#### CONSIGNES:
(1) Répondez à ces questions sur le texte consacré au populisme :
(a) Selon le politologue cité, quelle part des Américains nés dans les années 30 et 40 considèrent la démocratie comme un bien supérieur à préserver à tout prix ?
(b) Dans quel pays le vote est-il obligatoire ?
(c) D'après Mateo Renzi, qui était un rempart ?
(2) Recopiez mot pour mot le passage du texte consacré au populisme qui commence aux mots « L'arrogance des progressistes » et s'arrête après « grille de lecture... ».

De quoi parle-t-on ce matin ? D'individus. Plus de femmes que jamais, deux indiennes natives, des musulmanes. Dans une Amérique aux mains du symbole des travers de l'homme blanc, les récits sont forts. Quand les nouvelles élues parlent d'Amérique changée, elles confondent leur destin personnel qui a changé comme jamais et le sort du pays qui semble au contraire digérer de façon pateline, l'idée que Trump n'est pas une catastrophe. Toutes ces nouvelles stars ont des trajectoires, des agendas et des envies diverses et pour 2020, le match n'est donc pas joué, loin s'en faut. Trump a toujours sa base, deux ans après. Il reste un Président classique et le populisme est banalisé, institutionnalisé. L'abstention n'est pas la seule responsable, évidemment. Au Brésil, le vote est obligatoire et si nous n'avons pas eu 100% de votants, l'écrasante majorité d'électeurs qui se sont tout de même déplacés a donné une très confortable majorité à un type pourtant dépeint en France comme une ordure de la pire espèce.
Nous méritons les populismes parce que les récents gouvernants n'ont pas assez pris la démocratie au sérieux. Comme le rappelle le politologue Yascha Mounk, plus des 2/3 des Américains nés dans les années 30 et 40 considèrent la démocratie comme un bien supérieur à préserver à tout prix. Cette proportion tombe sous les 1/3 pour ceux qui sont nés après 1980. Soit les jeunes sont complètement irresponsables (explication Finkielkraut), soit ils ne sont pas sortis de leurs crises d'adolescence qui valorise les comportements extrêmes (explication de psy médiatique), soit, plutôt ils sont lassés par anticipation d'un système qui n'a de démocratique que l'élection (et encore, aux US le ticket financier exclut de facto tous ceux qui ne sont pas des hiérarques Démocrates ou Républicains, ou milliardaires pour se financer eux mêmes).
L'arrogance des progressistes fait que nous méritons les populismes. Ce matin, Mateo Renzi dont le bilan devrait l'inciter à la modestie a expliqué que Salvini n'était arrivé au pouvoir que sur des mensonges et que Macron était un rempart. Maintenant qu'il a été viré si loin que ses chances de retour sont chimériques, que n'a t'il fait un mea culpa salutaire sur son propre bilan ? Pour inviter également les journalistes à changer leur focale et grille de lecture...

Entrées tirées d'une collection
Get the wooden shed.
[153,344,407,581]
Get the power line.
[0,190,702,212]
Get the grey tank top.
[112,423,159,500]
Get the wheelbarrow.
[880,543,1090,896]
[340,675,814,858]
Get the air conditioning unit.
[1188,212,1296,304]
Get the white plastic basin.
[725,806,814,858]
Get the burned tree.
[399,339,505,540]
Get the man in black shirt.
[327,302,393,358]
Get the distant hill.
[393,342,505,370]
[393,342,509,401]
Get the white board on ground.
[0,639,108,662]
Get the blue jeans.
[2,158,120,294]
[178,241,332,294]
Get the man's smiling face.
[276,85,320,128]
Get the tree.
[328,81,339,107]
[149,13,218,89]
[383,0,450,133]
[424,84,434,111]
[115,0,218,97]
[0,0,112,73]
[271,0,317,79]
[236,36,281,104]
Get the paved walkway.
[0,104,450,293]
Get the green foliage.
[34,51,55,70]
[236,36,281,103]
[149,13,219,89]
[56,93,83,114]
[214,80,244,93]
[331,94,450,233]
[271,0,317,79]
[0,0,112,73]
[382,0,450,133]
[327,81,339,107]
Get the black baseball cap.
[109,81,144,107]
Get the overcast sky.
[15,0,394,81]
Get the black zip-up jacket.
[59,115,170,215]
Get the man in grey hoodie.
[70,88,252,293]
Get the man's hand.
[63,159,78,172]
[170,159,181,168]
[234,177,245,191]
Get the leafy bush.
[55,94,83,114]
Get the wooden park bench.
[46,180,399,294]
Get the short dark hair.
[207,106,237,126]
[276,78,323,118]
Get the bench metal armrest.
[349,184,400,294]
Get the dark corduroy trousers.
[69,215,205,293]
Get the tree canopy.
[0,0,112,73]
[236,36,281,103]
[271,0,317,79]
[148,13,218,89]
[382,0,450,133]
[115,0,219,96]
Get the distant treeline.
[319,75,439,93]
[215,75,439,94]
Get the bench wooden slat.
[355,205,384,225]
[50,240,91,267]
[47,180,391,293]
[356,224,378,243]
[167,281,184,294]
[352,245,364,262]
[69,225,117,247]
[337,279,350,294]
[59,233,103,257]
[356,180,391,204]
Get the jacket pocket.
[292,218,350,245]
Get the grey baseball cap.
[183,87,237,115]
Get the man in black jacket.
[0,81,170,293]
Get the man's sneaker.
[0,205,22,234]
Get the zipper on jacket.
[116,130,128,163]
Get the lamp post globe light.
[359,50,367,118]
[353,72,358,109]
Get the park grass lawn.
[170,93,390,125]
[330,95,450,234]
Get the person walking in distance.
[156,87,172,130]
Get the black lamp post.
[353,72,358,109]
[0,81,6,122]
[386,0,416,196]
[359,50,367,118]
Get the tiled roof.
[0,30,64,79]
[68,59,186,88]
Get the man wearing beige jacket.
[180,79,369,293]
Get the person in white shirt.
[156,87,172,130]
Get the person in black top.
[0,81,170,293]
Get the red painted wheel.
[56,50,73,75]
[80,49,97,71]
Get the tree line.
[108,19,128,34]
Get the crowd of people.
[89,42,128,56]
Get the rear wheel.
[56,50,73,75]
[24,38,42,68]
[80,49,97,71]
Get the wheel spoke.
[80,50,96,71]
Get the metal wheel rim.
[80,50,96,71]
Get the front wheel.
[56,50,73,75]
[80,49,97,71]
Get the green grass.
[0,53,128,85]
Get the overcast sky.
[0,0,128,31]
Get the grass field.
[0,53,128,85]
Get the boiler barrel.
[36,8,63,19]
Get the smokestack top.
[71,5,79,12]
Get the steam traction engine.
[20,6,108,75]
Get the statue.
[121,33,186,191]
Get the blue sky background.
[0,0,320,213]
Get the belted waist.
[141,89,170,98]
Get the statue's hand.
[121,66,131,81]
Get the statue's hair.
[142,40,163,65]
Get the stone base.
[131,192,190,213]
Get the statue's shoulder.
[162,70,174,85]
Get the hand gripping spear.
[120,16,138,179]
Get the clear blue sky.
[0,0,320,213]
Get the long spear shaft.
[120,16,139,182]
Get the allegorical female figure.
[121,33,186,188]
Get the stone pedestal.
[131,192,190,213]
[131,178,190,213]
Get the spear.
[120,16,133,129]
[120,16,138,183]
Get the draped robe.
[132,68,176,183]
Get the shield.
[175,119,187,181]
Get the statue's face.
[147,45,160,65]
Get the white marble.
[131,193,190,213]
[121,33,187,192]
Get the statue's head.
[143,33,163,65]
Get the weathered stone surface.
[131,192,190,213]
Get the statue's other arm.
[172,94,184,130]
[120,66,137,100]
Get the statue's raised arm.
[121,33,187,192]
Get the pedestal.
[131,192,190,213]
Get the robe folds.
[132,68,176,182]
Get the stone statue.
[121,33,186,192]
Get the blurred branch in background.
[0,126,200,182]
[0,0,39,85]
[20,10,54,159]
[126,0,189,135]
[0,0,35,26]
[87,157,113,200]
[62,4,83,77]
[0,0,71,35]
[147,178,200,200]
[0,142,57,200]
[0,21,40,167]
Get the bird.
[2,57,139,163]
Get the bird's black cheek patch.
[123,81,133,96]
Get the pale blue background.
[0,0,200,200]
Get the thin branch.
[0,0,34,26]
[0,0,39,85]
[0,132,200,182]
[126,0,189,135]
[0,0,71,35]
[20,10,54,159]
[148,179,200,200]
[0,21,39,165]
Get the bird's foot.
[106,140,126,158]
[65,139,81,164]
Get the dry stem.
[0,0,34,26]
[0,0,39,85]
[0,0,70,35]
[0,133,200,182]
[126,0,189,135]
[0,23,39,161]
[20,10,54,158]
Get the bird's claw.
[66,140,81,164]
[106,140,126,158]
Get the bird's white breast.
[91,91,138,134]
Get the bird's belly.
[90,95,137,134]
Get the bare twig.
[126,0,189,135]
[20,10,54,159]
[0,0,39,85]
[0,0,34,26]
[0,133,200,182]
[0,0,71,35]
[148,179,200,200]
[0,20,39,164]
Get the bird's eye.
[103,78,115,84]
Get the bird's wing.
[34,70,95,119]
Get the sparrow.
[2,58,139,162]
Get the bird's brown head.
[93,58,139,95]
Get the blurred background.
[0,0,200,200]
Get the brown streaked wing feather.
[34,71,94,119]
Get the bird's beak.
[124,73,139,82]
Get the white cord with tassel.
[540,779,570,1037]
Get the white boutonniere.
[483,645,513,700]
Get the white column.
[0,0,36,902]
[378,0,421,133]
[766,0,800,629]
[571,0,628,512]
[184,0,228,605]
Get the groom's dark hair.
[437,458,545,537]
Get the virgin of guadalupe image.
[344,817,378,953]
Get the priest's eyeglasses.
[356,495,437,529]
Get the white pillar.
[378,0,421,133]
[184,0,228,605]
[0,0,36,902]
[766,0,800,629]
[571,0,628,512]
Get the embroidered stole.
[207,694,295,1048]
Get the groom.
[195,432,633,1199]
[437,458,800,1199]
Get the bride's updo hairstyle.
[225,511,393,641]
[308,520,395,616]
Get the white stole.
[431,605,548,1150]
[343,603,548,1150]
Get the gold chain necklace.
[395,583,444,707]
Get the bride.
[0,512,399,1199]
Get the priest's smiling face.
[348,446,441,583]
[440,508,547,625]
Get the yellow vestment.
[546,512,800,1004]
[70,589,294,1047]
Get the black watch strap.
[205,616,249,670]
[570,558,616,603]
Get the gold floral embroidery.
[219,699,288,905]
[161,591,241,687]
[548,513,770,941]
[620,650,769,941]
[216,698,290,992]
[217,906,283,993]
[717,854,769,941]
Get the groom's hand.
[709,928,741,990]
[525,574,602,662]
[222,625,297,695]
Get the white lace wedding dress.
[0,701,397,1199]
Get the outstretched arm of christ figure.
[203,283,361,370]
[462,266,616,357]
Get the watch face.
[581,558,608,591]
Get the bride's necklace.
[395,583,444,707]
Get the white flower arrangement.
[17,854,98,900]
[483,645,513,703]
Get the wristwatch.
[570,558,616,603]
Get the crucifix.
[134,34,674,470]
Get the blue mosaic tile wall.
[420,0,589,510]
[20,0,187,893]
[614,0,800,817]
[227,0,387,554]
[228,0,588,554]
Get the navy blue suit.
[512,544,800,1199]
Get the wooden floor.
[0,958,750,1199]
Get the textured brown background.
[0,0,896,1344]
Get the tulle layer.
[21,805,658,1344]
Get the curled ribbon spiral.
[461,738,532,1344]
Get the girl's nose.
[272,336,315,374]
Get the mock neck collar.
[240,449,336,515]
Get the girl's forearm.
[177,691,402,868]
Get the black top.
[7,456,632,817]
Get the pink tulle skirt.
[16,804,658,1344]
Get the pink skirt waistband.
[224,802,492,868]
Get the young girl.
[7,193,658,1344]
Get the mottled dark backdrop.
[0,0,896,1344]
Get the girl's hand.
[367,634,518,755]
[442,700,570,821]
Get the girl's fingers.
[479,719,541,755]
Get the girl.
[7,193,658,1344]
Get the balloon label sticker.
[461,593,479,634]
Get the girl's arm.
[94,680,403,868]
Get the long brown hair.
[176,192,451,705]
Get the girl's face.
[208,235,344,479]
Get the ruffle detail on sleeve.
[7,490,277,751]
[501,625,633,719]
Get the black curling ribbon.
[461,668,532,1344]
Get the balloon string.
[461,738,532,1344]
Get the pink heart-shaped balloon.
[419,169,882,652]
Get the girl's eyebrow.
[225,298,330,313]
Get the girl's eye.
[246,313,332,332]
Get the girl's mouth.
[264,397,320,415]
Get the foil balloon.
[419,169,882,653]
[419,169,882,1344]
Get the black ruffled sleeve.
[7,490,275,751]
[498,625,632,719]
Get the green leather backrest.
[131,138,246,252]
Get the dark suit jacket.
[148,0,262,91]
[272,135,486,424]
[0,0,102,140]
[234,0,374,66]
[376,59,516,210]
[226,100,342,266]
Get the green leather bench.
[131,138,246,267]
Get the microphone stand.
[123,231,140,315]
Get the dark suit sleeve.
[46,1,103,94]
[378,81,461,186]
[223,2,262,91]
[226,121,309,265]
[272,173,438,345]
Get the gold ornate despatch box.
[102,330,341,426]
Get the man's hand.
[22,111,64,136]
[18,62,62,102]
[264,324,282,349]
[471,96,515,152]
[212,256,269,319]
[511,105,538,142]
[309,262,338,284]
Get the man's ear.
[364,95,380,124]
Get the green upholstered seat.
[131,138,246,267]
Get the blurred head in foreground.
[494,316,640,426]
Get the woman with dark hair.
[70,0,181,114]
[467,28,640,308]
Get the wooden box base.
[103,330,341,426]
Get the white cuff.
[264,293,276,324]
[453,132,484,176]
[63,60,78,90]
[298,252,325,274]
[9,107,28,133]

#### CORRIGÉS:
(1)
(a) Plus des 2/3.
(b) Au Brésil.
(c) Macron.

(2)
L'arrogance des progressistes fait que nous méritons les populismes. Ce matin, Mateo Renzi dont le bilan devrait l'inciter à la modestie a expliqué que Salvini n'était arrivé au pouvoir que sur des mensonges et que Macron était un rempart. Maintenant qu'il a été viré si loin que ses chances de retour sont chimériques, que n'a t'il fait un mea culpa salutaire sur son propre bilan ? Pour inviter également les journalistes à changer leur focale et grille de lecture...